--- Extracted material Enclosed Below ---

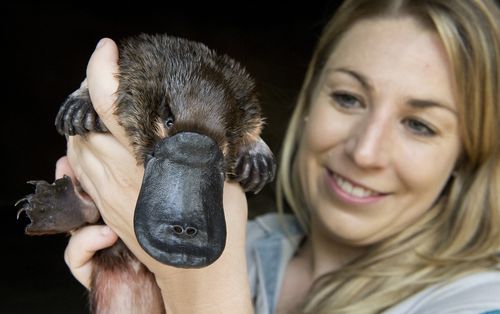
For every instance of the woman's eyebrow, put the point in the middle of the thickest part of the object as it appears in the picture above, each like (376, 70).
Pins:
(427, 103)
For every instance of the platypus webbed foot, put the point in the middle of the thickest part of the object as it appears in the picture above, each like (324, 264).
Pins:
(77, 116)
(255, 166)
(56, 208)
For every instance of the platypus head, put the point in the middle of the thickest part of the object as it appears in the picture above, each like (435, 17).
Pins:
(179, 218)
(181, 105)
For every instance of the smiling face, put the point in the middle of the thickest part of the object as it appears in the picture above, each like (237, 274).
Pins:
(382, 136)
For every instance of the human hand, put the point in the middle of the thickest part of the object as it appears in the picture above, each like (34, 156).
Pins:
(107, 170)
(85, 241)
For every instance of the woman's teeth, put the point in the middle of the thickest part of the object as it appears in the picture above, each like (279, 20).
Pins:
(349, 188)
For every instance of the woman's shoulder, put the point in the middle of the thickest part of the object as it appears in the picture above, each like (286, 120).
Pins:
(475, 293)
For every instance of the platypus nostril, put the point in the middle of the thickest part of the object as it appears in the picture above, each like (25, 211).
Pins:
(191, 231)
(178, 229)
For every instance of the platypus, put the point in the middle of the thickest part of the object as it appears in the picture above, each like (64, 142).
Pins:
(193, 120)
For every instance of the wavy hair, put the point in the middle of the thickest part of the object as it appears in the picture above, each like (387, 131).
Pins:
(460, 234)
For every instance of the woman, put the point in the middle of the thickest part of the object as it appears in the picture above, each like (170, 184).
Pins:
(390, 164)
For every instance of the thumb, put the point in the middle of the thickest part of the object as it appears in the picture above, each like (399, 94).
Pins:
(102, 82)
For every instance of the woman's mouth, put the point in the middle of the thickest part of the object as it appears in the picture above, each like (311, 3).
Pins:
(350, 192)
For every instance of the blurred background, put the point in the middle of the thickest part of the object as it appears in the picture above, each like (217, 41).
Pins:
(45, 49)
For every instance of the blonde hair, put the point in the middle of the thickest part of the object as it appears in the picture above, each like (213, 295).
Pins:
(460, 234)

--- End of Enclosed Extracted material ---

▶ **Exercise directions**
All the material shown above is to be copied exactly, with no pictures carried over.

▶ **Answer for the task**
For every instance of the woman's eyebrow, put the point in the middle of the thickest part of the object as it appears in the picture above, each like (376, 70).
Pins:
(427, 103)
For every instance of the platypus webbed foot, put the point in the middle of the thickest part of the object as it appears in the picture above, each like (324, 264).
Pins:
(77, 116)
(255, 166)
(56, 208)
For every instance of the platypus head, put the point in the middle of the thickest part of the object as it appears in the picture above, each like (435, 17).
Pins:
(179, 218)
(181, 105)
For every instance of the smiling face, put the point in the middle of the thickest part of the object as it appears in the picture above, each like (237, 274).
Pins:
(382, 136)
For every instance of the human hand, put the point in the middle of the thickest part of the object as it appears in the picture above, each like (34, 156).
Pins:
(107, 170)
(85, 241)
For every instance of the woman's teeth, put the point in the middle of the thickest part of the object as it appears in the picture above, each like (279, 20).
Pins:
(349, 188)
For every instance of the woman's shoulder, put the point in the middle of the thickest part of the object as it appears in the picture above, each like (286, 120).
Pins:
(475, 293)
For every instance of the platypus nostril, put the point in the middle of the thickest part of the object as it appears in the picture above, each like (25, 211).
Pins:
(191, 231)
(178, 229)
For every instance of the platypus, put the point in the middle of the thickest part of the object as it appears in the picture above, each like (64, 142).
Pins:
(193, 120)
For every instance of the wavy hair, put the point in the middle of the thickest part of the object as it appears in the picture above, each like (387, 131).
Pins:
(460, 234)
For every instance of the woman, put the point in the middle of the thickest part of the object as it appears in the picture above, each like (170, 184).
Pins:
(390, 164)
For every instance of the thumb, put the point in the middle of the thickest part of the object as it appears in the picture above, each like (399, 94).
Pins:
(102, 82)
For every instance of the woman's mouth, put the point in the middle of the thickest part of the object as it appears in the picture above, each like (311, 3).
Pins:
(350, 192)
For every instance of the blurred background, put the point in the middle of the thickest part of the object as it appears in the picture above, each like (217, 41).
Pins:
(45, 49)
For every instance of the blonde hair, put the point in the middle of the thickest part of the object as it appears in the picture above, each like (213, 295).
Pins:
(460, 234)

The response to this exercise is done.